# massey ferguson 168 multipower not working,someone help



## lorand

I recently bought a Massey ferguson 168 multipower, but the multipower is stuck in low. My question is, does this cause any problems if I use the tractor just in low,beside that I don't have enginebrake?does this cause anything bad to the engine...?


----------



## hackware

could be various things which could grow worse by running it under existing condition(s)...

clutch/shifter/linkage/etc...

depending on *WHAT* is wrong, nothing might happen, or, it could get worse...

william...


----------



## lorand

okay...well I don't know what could be wrong,because everything else works perfectly...is there some easy way to find out what is the problem...?the thing is that if I change te multipower into high or int low,or whatever I do nothing happens,but I guess it's in low,because I don't have enginebrake....


----------



## lorand

I have some wire coming out of the gearbox....could that have something to do with the multipower not working?


----------



## Mickey

Back when I had a MF165 I recall the manual saying NOT to run in multi-power low for extended periods of time. Seem to recall had something to do with trans not being lubed while in low range.


----------



## lorand

Okay....well I guess I'll have to fix it somehow....although the engine works perfectly,is it true that you can use the multipower only when the engine is heated up?I read somewhere that if the engine is not heated up enough the multipower is not working


----------



## shona13

G.day Lorand.
Mickey is correct if the tractor is used in low multipower for extended periods the front bearing on the multipower input housing does not get lubricated and after a period will require replacement.
If you can find an owners/operators manual it will suggest when using low multipower you should select high now and again to lubricate the front bearing.
If you follow the multipower linkage down to where it goes into the clutch housing you will see a small shaft sticking out and when you operate the multipower lever you should see the shaft moving up and down it should move about 1/4".
Check ALL of the linkage joints and make sure there is no wear ,any wear in the linkage will reduce the effective operating travel and consequently the multipower linkage will not travel enough to engage high multipower.
First operate the lever and select high then with a screwdriver push the linkage down and see if the tractor is in high multipower ,if it works look at the rod that goes into the clutch housing ,attached to it is a clamping arrangement which has a 1/4" bolt if need be you can loosen the bolt and reposition the linkage to suit.
Have a look at this and let us know how you go .
Happy days 
Hutch.


----------



## lorand

okay,thx for the advice I'll try it soon as I will have time,another question,this may sound foolish,but I am new to Massey Ferguson tractors and I don't know what is this thing,and for what do I have to use it,I will post a picture ,hope someone tells me what's that


----------



## shona13

Hi Lorand 
This is the response lever use it to safely control the rate of lowering of three point hitch equipment,say you have a disc plow which is fairly heavy ,if you move the lever to SLOW the implement will drop very safely and slowly,the more you move the lever to FAST the quicker the implement will lower.

Stored data:
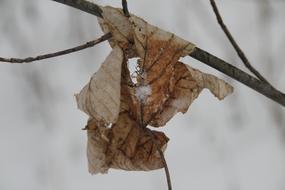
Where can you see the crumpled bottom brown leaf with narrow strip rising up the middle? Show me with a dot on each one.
(126, 145)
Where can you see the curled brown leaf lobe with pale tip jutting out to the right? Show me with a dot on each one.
(188, 84)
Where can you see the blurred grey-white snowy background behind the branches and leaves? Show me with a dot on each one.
(236, 144)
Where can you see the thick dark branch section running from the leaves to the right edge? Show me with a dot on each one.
(239, 75)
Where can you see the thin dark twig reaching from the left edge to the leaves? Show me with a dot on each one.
(59, 53)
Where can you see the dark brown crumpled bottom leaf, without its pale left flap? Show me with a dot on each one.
(132, 148)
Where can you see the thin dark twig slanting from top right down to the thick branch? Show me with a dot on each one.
(234, 43)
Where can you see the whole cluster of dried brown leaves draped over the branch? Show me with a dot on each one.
(120, 108)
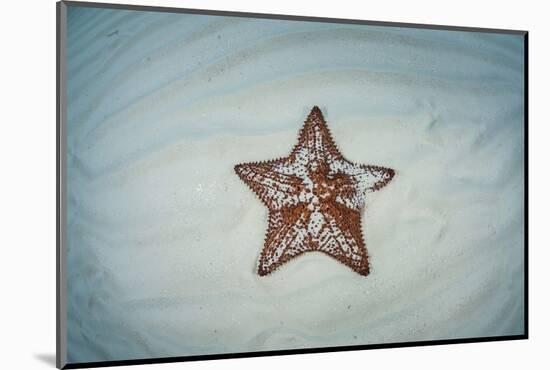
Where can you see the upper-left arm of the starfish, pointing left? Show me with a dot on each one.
(269, 181)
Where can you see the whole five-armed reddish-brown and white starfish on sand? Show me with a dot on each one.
(314, 197)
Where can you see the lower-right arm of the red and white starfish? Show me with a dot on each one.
(342, 239)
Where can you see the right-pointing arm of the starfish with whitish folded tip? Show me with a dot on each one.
(360, 179)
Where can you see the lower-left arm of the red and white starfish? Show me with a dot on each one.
(285, 238)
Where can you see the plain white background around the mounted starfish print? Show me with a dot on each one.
(28, 182)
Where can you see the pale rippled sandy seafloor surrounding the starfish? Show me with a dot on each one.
(163, 237)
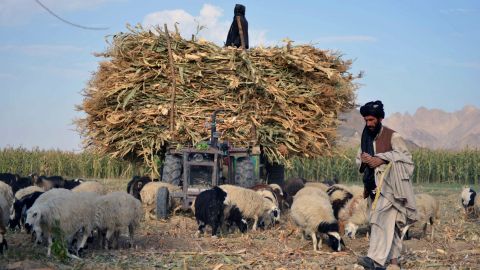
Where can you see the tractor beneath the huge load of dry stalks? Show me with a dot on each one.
(209, 164)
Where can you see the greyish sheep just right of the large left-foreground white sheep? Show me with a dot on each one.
(114, 212)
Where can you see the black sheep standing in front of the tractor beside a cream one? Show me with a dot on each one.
(209, 207)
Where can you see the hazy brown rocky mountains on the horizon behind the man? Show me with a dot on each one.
(427, 128)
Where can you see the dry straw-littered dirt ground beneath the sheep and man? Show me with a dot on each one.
(171, 245)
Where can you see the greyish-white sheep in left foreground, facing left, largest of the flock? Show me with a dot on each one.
(71, 212)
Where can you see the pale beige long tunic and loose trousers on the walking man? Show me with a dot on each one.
(396, 204)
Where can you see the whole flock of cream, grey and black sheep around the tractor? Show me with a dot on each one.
(83, 209)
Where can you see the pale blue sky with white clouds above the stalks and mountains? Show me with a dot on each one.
(413, 53)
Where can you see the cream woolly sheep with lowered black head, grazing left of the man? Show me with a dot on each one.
(313, 214)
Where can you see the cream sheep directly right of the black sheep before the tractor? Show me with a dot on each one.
(251, 204)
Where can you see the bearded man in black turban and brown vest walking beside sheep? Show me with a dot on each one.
(387, 168)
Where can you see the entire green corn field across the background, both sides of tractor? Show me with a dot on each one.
(431, 166)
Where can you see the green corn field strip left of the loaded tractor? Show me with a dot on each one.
(64, 163)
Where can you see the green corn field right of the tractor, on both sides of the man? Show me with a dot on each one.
(431, 166)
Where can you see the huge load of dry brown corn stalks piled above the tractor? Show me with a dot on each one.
(285, 99)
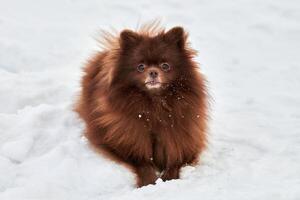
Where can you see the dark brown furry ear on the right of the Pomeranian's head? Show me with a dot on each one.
(176, 36)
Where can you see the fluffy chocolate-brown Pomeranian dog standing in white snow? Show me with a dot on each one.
(144, 102)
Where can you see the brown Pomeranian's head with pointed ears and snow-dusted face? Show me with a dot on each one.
(152, 63)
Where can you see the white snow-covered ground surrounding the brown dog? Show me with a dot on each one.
(249, 52)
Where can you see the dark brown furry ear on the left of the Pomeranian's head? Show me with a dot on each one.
(129, 39)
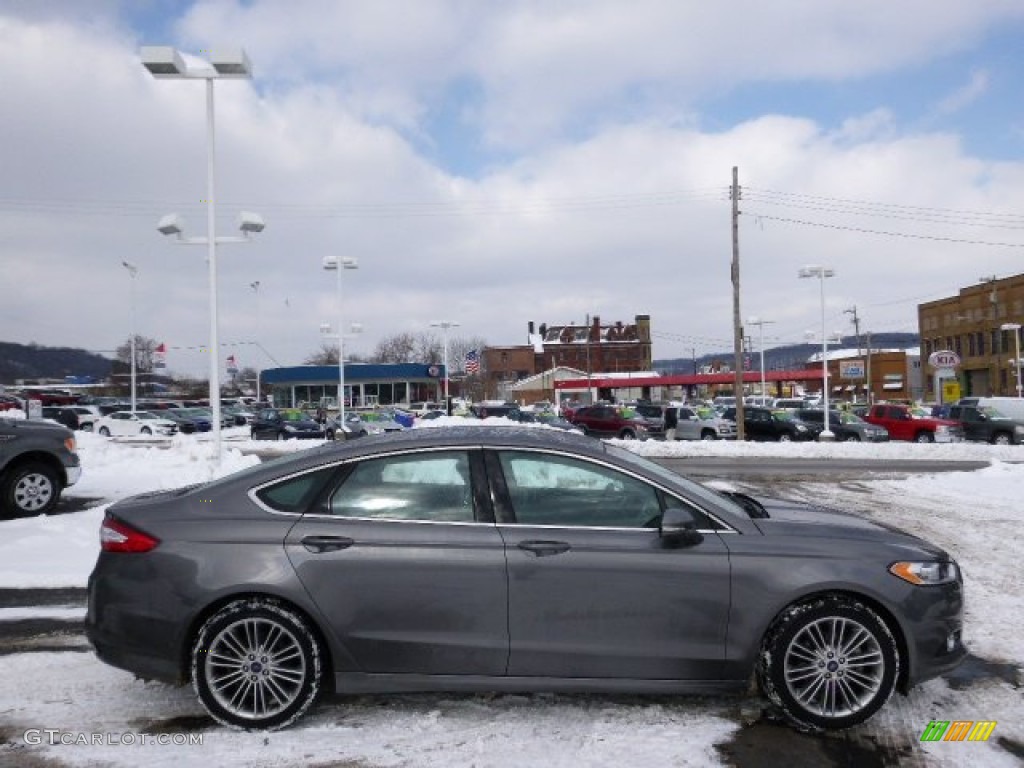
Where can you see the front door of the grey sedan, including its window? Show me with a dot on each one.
(593, 590)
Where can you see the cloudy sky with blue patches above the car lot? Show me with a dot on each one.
(493, 164)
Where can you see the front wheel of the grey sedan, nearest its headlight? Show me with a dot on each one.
(808, 669)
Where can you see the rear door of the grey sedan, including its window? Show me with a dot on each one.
(403, 559)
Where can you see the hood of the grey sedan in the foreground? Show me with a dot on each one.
(796, 520)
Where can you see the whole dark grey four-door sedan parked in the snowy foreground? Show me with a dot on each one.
(550, 563)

Activity A:
In the multipower thread, how far should the small shaft move when the multipower lever is operated?
Activity B:
Please copy from the multipower thread the part that opens with the words containing "G.day Lorand." and closes with "engage high multipower.".
Activity C:
Name every username that posts in the multipower thread, listing each only once.

Response A:
About 1/4".

Response B:
G.day Lorand.
Mickey is correct if the tractor is used in low multipower for extended periods the front bearing on the multipower input housing does not get lubricated and after a period will require replacement.
If you can find an owners/operators manual it will suggest when using low multipower you should select high now and again to lubricate the front bearing.
If you follow the multipower linkage down to where it goes into the clutch housing you will see a small shaft sticking out and when you operate the multipower lever you should see the shaft moving up and down it should move about 1/4".
Check ALL of the linkage joints and make sure there is no wear ,any wear in the linkage will reduce the effective operating travel and consequently the multipower linkage will not travel enough to engage high multipower.

Response C:
lorand, hackware, Mickey, shona13